> **Text excerpt**:
BEGIN

Confounding bias (part 2 in a series)
(Click here for part 1)
Panacea was a goddess known for having a cure-all, which is why her name now means “a solution to every problem.” This series comprises a critique of an RCT, recently published in JAMA, in which the authors concluded that the treatment was something of a panacea.
Confounding bias
Confounding bias happens in studies where the researchers ignore factors that are likely causes of the outcome and then mistakenly conclude that the whole of any difference is caused by the treatment. In theory, randomized controlled trials (RCTs) are supposed to be free of this type of bias — that’s because randomization should distribute any confounders (or alternative causes) equally between the two groups. In practice, RCTs usually have at least a little bit of this bias — and sometimes more than a little. One way this happens is that the randomization process fails to produce two similar groups because, you know, a butterfly flapped its wings, which is more likely when the study sample size is small, like in this study of Lexapro.1
Most RCTs will provide a summary of some important “baseline characteristics” (usually “Table 1”) so that the reader can see if the two treatment groups are similar at baseline. The figure shows a picture from this study’s “Table 1.” As you can see, patients in the placebo group had a lot more of some key “demographics,” most of which are important social determinants of health (or disease). In this elderly population with underlying heart disease, the placebo group was 4% more male, 59% more single, 31% more alone, and 60% more likely to be renters (a marker of socioeconomic status [SES]).

All of these are powerful determinants of disease. At the ages sampled in this study, male sex alone is associated with a higher rate of death. When you add on being unmarried, living alone, and having lower SES, it’s possible that this alone could account for the whole difference reported by the study authors.
Statistical and clinical significance with confounders
Some readers who have a background in science might like to know if these differences are statistically significant. It has largely gone out of vogue to use p-values to compare baseline characteristics in RCTs.2,3 This is primarily because such probability estimates require a much more nuanced interpretation compared to traditional inferential hypothesis tests. If you’d like to know more, read about it here.
References
- Kim J-M, Steward R, Lee Y-S, et al. Effect of escitalopram vs placebo treatment for depression on long-term cardiac outcomes in patients with acute coronary syndrome: A randomized clinical trial. JAMA. 2018;230(4):350-7.
- Senn S. Testing for baseline balance in clinical trials. Statistics in Medicine. 1994;13(17):1715-26.
- Austin PC, Manca A, Zwarenstein M, et al. A substantial and confusing variation exists in handling of baseline trials: A review of trials published in leading medical journals. Journal of Clinical Epidemiology. 2010;63(2):142-53.

END

> **Information**:
BEGIN

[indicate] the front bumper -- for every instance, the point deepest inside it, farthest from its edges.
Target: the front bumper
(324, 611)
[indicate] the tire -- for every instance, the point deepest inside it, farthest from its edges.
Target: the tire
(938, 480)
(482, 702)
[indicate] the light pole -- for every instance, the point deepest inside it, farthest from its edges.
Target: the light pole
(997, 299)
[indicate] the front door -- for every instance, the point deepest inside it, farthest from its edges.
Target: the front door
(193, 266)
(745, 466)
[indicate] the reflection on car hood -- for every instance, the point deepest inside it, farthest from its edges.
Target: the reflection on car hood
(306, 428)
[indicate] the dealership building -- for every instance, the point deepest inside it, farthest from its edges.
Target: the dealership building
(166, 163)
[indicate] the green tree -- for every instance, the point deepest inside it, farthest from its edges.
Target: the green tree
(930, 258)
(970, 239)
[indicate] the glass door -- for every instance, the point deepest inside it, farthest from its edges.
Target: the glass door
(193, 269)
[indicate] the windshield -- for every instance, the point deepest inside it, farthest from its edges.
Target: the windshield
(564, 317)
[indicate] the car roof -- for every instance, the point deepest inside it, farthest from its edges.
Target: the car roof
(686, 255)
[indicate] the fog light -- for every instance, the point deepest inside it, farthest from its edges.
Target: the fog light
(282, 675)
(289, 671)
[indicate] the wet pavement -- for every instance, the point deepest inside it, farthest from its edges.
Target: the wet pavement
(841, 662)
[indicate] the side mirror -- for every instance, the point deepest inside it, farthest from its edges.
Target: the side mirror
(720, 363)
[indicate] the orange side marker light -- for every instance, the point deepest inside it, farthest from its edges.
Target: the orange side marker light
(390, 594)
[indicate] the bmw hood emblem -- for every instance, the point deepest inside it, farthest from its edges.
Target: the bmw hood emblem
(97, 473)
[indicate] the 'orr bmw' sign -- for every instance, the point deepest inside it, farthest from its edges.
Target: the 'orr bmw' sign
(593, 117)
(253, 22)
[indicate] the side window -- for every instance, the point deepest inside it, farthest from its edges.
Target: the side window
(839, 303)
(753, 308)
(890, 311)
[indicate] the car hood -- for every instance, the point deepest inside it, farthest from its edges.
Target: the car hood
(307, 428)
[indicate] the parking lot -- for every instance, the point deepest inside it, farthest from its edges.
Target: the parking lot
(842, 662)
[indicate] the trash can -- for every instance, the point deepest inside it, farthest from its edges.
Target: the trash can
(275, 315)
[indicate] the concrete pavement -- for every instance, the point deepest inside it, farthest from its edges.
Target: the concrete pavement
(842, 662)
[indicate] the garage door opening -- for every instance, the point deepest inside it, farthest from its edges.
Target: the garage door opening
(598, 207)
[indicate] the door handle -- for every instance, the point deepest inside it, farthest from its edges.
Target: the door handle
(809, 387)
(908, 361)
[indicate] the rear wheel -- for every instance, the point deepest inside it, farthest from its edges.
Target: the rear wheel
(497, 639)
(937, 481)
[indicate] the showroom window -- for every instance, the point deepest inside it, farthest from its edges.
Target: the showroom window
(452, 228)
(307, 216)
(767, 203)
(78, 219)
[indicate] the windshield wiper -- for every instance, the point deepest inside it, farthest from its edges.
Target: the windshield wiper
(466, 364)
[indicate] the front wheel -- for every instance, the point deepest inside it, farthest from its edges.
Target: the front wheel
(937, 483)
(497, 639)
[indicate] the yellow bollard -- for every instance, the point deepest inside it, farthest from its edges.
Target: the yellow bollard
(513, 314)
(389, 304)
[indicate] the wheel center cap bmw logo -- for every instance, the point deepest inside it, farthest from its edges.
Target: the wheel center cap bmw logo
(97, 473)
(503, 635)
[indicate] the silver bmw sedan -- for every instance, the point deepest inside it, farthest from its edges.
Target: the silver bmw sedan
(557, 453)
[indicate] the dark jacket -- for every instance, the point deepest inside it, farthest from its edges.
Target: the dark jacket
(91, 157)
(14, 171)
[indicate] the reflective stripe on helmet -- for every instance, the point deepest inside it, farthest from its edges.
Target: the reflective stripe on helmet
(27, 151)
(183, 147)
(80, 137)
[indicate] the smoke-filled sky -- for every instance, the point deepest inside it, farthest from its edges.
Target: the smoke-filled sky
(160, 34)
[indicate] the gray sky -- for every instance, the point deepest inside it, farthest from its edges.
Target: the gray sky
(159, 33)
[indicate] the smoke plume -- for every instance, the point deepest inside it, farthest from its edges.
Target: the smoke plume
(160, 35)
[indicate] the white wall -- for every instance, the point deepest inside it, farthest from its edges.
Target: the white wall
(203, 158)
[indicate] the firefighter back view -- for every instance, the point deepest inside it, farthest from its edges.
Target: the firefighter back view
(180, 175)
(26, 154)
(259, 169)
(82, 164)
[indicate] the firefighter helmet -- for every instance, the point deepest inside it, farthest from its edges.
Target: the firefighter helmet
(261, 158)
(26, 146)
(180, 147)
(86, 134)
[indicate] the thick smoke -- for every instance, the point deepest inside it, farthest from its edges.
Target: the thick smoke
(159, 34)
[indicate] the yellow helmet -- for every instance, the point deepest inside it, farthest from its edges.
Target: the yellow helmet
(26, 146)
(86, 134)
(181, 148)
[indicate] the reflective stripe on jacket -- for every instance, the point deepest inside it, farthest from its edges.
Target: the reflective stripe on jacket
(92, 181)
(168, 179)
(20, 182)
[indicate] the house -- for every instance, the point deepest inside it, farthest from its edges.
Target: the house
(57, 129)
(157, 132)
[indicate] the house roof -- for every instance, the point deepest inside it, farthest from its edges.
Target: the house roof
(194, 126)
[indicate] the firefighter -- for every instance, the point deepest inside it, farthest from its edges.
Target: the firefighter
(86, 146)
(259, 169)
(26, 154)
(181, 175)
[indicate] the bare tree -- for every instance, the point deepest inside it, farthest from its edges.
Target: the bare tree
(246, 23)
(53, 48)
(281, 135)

END

> **Your objective**: Reproduce the confounding bias article above in full, word for word.

> **Exercise response**:
Confounding bias (part 2 in a series)
(Click here for part 1)
Panacea was a goddess known for having a cure-all, which is why her name now means “a solution to every problem.” This series comprises a critique of an RCT, recently published in JAMA, in which the authors concluded that the treatment was something of a panacea.
Confounding bias
Confounding bias happens in studies where the researchers ignore factors that are likely causes of the outcome and then mistakenly conclude that the whole of any difference is caused by the treatment. In theory, randomized controlled trials (RCTs) are supposed to be free of this type of bias — that’s because randomization should distribute any confounders (or alternative causes) equally between the two groups. In practice, RCTs usually have at least a little bit of this bias — and sometimes more than a little. One way this happens is that the randomization process fails to produce two similar groups because, you know, a butterfly flapped its wings, which is more likely when the study sample size is small, like in this study of Lexapro.1
Most RCTs will provide a summary of some important “baseline characteristics” (usually “Table 1”) so that the reader can see if the two treatment groups are similar at baseline. The figure shows a picture from this study’s “Table 1.” As you can see, patients in the placebo group had a lot more of some key “demographics,” most of which are important social determinants of health (or disease). In this elderly population with underlying heart disease, the placebo group was 4% more male, 59% more single, 31% more alone, and 60% more likely to be renters (a marker of socioeconomic status [SES]).

All of these are powerful determinants of disease. At the ages sampled in this study, male sex alone is associated with a higher rate of death. When you add on being unmarried, living alone, and having lower SES, it’s possible that this alone could account for the whole difference reported by the study authors.
Statistical and clinical significance with confounders
Some readers who have a background in science might like to know if these differences are statistically significant. It has largely gone out of vogue to use p-values to compare baseline characteristics in RCTs.2,3 This is primarily because such probability estimates require a much more nuanced interpretation compared to traditional inferential hypothesis tests. If you’d like to know more, read about it here.
References
- Kim J-M, Steward R, Lee Y-S, et al. Effect of escitalopram vs placebo treatment for depression on long-term cardiac outcomes in patients with acute coronary syndrome: A randomized clinical trial. JAMA. 2018;230(4):350-7.
- Senn S. Testing for baseline balance in clinical trials. Statistics in Medicine. 1994;13(17):1715-26.
- Austin PC, Manca A, Zwarenstein M, et al. A substantial and confusing variation exists in handling of baseline trials: A review of trials published in leading medical journals. Journal of Clinical Epidemiology. 2010;63(2):142-53.